### Task statement
Copy out, exactly as written, only the line containing "line, e.g. [37,125]" and the lines after it through the end of the records.

### Supplied entries
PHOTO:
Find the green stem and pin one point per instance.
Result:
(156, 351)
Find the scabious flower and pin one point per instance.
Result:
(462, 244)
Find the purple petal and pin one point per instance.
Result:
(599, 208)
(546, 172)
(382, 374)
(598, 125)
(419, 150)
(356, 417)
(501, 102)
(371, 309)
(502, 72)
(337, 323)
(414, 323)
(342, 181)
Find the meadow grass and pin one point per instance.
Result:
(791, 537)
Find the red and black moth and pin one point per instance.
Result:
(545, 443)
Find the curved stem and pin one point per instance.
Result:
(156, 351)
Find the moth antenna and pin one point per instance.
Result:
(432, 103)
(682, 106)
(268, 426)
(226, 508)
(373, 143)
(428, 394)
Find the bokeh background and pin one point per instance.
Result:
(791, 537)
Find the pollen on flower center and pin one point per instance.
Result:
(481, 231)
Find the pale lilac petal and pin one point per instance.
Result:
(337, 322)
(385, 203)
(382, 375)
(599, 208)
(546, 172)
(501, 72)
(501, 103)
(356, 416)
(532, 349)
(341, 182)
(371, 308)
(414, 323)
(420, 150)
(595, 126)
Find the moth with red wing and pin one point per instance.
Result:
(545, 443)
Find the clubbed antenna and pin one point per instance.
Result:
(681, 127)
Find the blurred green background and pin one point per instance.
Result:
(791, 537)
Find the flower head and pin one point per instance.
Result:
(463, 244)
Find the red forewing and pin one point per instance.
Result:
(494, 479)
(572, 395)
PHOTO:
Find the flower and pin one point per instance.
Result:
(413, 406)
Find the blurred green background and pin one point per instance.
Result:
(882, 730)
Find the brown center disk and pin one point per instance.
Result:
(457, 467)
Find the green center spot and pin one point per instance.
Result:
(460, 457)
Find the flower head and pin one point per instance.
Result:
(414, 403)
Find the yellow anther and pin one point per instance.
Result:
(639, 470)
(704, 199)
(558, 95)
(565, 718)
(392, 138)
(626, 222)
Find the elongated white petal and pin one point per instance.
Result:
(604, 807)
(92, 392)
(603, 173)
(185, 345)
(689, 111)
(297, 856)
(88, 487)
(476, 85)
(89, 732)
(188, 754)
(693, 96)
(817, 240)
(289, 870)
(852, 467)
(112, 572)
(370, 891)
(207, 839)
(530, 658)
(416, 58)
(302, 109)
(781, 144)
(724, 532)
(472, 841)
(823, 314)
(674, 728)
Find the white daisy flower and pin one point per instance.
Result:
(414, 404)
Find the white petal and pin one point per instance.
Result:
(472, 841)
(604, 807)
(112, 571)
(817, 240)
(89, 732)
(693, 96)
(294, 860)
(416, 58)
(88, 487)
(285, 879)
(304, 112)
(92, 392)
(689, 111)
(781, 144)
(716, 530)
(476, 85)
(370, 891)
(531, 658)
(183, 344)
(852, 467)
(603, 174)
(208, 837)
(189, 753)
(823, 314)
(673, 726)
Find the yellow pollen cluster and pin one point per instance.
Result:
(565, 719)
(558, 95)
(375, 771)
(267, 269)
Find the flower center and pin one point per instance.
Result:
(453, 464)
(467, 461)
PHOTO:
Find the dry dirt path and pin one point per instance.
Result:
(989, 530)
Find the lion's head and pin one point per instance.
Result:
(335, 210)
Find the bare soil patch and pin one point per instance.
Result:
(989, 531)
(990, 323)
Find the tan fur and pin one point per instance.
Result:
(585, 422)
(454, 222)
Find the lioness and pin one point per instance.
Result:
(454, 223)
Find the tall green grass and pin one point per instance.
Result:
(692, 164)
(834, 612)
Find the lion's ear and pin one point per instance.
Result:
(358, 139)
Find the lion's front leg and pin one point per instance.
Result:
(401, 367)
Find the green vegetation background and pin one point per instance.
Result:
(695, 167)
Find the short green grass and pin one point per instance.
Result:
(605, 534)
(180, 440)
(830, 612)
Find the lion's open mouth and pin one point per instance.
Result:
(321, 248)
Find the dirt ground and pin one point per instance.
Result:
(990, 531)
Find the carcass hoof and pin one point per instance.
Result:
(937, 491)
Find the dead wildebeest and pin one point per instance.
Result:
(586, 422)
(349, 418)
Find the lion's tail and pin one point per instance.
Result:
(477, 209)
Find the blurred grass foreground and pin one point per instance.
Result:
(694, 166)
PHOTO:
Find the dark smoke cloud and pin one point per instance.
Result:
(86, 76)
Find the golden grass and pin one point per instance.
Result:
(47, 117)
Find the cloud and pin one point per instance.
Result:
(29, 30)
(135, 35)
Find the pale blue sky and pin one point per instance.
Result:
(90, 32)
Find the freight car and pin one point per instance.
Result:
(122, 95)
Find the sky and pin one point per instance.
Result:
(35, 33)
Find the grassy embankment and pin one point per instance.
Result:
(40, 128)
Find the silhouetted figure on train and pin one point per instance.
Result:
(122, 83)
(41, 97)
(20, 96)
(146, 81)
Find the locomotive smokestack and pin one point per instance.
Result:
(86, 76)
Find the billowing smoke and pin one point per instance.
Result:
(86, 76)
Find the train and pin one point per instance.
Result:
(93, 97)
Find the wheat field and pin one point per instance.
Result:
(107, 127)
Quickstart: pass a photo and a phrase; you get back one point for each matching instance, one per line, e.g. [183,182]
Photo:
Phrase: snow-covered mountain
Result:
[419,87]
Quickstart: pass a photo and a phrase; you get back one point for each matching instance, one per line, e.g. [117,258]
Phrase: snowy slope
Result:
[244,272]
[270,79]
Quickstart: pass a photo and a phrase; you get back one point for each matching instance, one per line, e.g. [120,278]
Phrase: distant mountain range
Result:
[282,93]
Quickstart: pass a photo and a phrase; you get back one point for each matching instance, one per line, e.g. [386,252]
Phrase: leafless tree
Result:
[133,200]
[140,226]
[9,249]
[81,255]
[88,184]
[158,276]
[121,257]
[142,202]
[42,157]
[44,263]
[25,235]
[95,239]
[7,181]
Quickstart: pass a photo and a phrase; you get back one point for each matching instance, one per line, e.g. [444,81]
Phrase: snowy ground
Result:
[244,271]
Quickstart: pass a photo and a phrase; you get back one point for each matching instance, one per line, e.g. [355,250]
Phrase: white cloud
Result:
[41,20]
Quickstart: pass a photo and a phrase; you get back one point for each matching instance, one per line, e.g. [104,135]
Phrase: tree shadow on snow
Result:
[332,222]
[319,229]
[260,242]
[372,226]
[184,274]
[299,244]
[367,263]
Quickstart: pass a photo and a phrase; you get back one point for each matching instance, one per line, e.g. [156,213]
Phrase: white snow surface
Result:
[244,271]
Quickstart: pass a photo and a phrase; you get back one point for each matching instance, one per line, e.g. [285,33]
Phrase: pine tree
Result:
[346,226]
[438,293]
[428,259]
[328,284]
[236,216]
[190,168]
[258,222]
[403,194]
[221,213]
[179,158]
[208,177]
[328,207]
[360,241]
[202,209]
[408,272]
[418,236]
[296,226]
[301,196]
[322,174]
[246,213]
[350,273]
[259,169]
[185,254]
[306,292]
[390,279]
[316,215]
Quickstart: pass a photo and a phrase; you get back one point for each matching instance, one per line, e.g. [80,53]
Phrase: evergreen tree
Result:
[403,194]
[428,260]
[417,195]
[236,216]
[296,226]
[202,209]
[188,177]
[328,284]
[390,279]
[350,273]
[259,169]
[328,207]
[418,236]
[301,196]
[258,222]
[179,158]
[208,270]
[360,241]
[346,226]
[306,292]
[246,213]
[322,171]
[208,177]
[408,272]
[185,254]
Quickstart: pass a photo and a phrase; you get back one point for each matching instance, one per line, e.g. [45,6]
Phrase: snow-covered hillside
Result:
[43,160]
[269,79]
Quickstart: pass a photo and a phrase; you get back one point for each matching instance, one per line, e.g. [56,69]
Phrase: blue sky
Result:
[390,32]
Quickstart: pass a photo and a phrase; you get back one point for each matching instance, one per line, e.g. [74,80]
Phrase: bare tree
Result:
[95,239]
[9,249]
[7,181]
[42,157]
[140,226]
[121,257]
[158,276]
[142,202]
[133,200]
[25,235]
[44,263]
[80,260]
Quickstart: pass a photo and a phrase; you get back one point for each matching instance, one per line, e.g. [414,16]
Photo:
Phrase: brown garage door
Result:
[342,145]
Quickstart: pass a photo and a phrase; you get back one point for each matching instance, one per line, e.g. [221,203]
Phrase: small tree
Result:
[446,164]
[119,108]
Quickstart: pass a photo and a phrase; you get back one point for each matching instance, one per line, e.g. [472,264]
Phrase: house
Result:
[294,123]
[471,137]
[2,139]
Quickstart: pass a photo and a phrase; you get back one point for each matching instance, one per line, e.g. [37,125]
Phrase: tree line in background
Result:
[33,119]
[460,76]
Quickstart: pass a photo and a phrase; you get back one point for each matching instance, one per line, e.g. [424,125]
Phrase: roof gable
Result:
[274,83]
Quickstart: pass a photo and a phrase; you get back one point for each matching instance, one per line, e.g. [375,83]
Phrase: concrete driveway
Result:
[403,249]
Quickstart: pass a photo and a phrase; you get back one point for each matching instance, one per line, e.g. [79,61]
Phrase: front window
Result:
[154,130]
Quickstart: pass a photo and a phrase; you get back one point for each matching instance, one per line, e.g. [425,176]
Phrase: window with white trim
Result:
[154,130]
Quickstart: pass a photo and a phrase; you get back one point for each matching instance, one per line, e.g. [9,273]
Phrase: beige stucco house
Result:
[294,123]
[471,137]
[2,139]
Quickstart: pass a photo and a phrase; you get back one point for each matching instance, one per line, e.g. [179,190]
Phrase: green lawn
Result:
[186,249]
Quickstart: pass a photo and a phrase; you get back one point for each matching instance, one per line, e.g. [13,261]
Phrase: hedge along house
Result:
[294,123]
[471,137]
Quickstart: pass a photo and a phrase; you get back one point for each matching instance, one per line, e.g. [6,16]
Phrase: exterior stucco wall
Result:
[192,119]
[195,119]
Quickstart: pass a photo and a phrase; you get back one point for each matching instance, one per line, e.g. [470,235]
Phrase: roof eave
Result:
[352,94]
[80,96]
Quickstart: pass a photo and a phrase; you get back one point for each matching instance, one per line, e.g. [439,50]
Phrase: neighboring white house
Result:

### Full output
Quickstart: pass a photo and a phrase; you get back one point for each matching instance, one per line, e.g. [37,125]
Phrase: tree line in background
Result:
[33,119]
[460,76]
Quickstart: pass a photo and a phrase; you get back one point for each matching instance, one per line, e.g. [424,125]
Phrase: roof gable
Result:
[274,83]
Quickstart: pass a photo and a phrase; you get back one point for each matching instance, one per line, e.g. [375,83]
Phrase: concrete driveway
Result:
[403,249]
Quickstart: pass a photo and a phrase; you get back one point for each matching instance, one per line, e.g. [79,61]
Phrase: front window
Result:
[154,130]
Quickstart: pass a photo and a phrase; you get back one point for each matching instance, one per line, e.g. [425,176]
Phrase: window with white trim
Result:
[154,130]
Quickstart: pass a photo and a phrase; you get back one point for each matching instance, one per line, e.g. [9,273]
Phrase: beige stucco house
Result:
[294,123]
[471,137]
[2,139]
Quickstart: pass a photo and a phrase; you get back one point for each matching instance, one per line, e.g. [179,190]
Phrase: green lawn
Result:
[186,249]
Quickstart: pass a photo and a phrase; you get back one point for each matching instance, one per line, e.g. [13,261]
Phrase: hedge along house
Result:
[294,123]
[471,137]
Quickstart: pass a photo and a phrase; you get back one point for each matching instance, one per line, e.g. [6,16]
Phrase: exterior stucco wall
Result:
[192,119]
[195,119]
Quickstart: pass a photo and a phrase; you get back one point for each matching instance, one per line, e.g. [470,235]
Phrase: roof eave
Result:
[352,94]
[80,96]
Quickstart: pass a photo and a phrase; you get back one point for each matching instance, one per line, e.g. [439,50]
Phrase: neighboring white house
Result:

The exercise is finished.